• Try it: Everything in the records below should be printed exactly, except the pictures.

• Available records:
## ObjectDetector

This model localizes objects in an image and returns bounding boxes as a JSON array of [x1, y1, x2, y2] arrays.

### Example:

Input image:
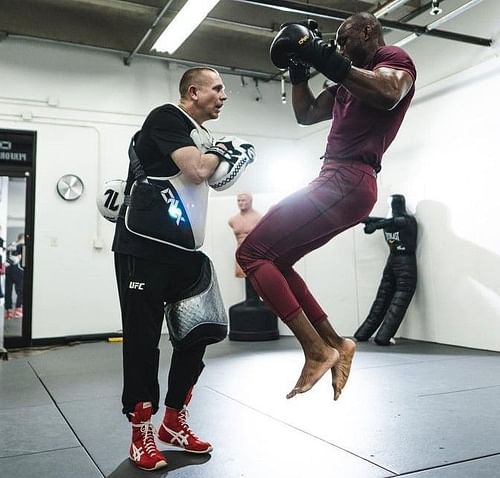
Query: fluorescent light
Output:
[[394, 32, 419, 47], [374, 0, 413, 18], [427, 0, 483, 30], [394, 0, 485, 48], [152, 0, 221, 54]]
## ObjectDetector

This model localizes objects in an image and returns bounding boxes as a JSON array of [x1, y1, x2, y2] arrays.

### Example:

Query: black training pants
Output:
[[5, 265, 23, 309], [115, 252, 208, 415]]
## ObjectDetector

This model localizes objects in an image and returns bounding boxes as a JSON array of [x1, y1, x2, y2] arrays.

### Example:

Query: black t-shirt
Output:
[[112, 104, 206, 262]]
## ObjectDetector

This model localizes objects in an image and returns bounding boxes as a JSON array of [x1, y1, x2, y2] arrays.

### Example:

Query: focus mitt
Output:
[[207, 136, 255, 191], [96, 179, 126, 222]]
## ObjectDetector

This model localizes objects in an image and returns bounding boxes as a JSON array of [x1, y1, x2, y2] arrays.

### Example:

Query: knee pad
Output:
[[165, 256, 227, 350]]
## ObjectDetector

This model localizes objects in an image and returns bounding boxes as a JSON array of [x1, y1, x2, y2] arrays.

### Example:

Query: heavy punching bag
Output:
[[229, 279, 279, 341]]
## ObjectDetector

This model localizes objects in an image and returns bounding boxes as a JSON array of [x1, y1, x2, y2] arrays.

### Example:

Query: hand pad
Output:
[[207, 136, 255, 191]]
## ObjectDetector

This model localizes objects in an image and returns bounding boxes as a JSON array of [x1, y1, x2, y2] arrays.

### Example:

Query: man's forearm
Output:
[[291, 83, 317, 125]]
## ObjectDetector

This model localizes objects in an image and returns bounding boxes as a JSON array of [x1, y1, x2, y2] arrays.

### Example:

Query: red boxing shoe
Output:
[[129, 402, 167, 471], [158, 406, 213, 453]]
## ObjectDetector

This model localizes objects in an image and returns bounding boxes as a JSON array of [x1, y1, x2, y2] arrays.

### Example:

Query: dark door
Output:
[[0, 129, 36, 350]]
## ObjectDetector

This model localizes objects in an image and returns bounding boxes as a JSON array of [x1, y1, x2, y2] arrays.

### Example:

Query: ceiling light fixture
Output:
[[427, 0, 483, 29], [430, 0, 443, 15], [152, 0, 221, 54], [374, 0, 413, 18], [395, 0, 485, 47]]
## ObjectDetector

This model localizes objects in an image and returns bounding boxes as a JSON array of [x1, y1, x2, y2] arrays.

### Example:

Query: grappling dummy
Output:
[[355, 194, 417, 345]]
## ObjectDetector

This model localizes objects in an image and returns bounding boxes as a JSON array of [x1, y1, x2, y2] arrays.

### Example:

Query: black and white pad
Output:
[[207, 136, 255, 191], [96, 179, 126, 223]]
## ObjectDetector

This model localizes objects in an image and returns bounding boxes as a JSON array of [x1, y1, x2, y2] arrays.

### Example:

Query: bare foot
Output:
[[331, 338, 356, 401], [286, 347, 339, 399]]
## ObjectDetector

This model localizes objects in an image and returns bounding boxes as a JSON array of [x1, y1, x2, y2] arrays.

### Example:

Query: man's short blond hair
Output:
[[179, 67, 219, 98]]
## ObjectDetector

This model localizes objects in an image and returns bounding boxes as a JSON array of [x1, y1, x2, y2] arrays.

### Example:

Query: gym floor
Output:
[[1, 336, 499, 478]]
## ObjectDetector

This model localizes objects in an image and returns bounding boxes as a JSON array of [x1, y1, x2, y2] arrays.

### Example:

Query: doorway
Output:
[[0, 129, 36, 352]]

• Exercise solution:
## ObjectDetector

This model localizes objects in an image and returns bounding boxes as a JSON array of [x1, y1, x2, y2] arrays.

### Example:

Input image:
Query: fluorescent light
Output:
[[394, 32, 419, 47], [374, 0, 413, 18], [427, 0, 483, 30], [394, 0, 485, 48], [152, 0, 221, 54]]
## ObjectDetector

This model localizes objects in an image and returns bounding boxes as a JSON array of [x1, y1, x2, y2] arrays.

### Example:

Query: black training pants
Output:
[[5, 265, 23, 309], [115, 252, 208, 415]]
## ObjectDetector

This model localizes objects in an image and returns bounding boxes as a JSON array of [x1, y1, x2, y2] arrays.

### Example:

Query: black t-shirt
Output:
[[112, 104, 206, 262]]
## ObjectDetector

This model localizes objects in an image and returns bounding boxes as a JSON array of [x1, y1, x2, y2] arrays.

### Example:

Query: focus mitt
Output:
[[207, 136, 255, 191], [96, 179, 126, 222]]
## ObjectDetector

This model localizes objects in an image and returns bounding boxes as a JSON array of [x1, y1, x2, y2] arrays.

### Example:

Query: knee pad
Output:
[[165, 256, 227, 350]]
## ObjectDetector

This model localizes objects in an image and returns bounding boxes as a JSON array of [x1, y1, x2, y2] arrays.

### Example:

Query: heavy punching bag
Output:
[[229, 279, 279, 341]]
## ObjectDetector

This model localizes objects in an image and returns bounding boxes as a JSON array of [x1, y1, x2, y2] arrays.

### Example:

Query: hand pad
Output:
[[207, 136, 255, 191]]
## ObjectDetector

This model localizes objects in an image and returns bounding boxes as a JSON array of [x1, y1, x2, y2] arrays.

### Example:

Query: man's forearm
Output:
[[291, 83, 317, 125]]
## ObjectDetector

This model localizes objects in an image and returns bounding boxes as a JSON array of [x1, y1, x2, y2] arrays.

### Example:

Query: red boxing shoe
Output:
[[129, 402, 167, 471], [158, 406, 213, 453]]
## ObjectDetector

This model localizes objects in an image and returns bounding boxes as a JSON array of [x1, y1, x2, y2] arrays.

### Example:

Query: dark door
Output:
[[0, 129, 36, 350]]
## ObjectDetector

This model localizes objects in an image and returns bounding boxes as a JSON array of [x1, y1, x2, y2] arrays.

### Example:

Query: ceiling light fixture
Output:
[[427, 0, 483, 29], [430, 0, 443, 15], [152, 0, 221, 54], [374, 0, 413, 18], [395, 0, 485, 47]]
## ObjectDetector

This model localizes objects in an image and returns bounding boxes as a JSON array of [x1, y1, x2, y2] arrays.

### Example:

Query: grappling dummy
Output:
[[355, 194, 417, 345]]
## ObjectDetector

This model localizes objects in an image and returns bounding boxes as a JSON array of [x1, y1, x2, y2] arrays.

### Example:

Query: black and white pad
Output:
[[207, 136, 255, 191], [96, 179, 126, 223]]
## ObjectDetector

This model localizes objects in an image and returns bounding boxes as a JSON array of [x1, y1, x2, y2] arrays.

### Example:

Query: bare foot
Output:
[[331, 338, 356, 401], [286, 347, 339, 399]]
## ObjectDetector

This model localizes objects in an image and returns bounding boxes as a JSON array of [x1, y1, x2, y2] arrays.

### Example:

Query: man's short blond hair
Output:
[[179, 67, 219, 98]]
## ObjectDetector

This model localizes objects in an image and returns bounding boxes as a JSON array of [x1, y1, x2, y2] arrays.

### Example:

Query: gym floor
Output:
[[1, 336, 499, 478]]
## ObjectDetector

This model localizes objects in an image and returns bounding boxes as a JSON array of [x1, y1, x2, y2] arrays.

### Example:

Query: doorway
Output:
[[0, 129, 36, 352]]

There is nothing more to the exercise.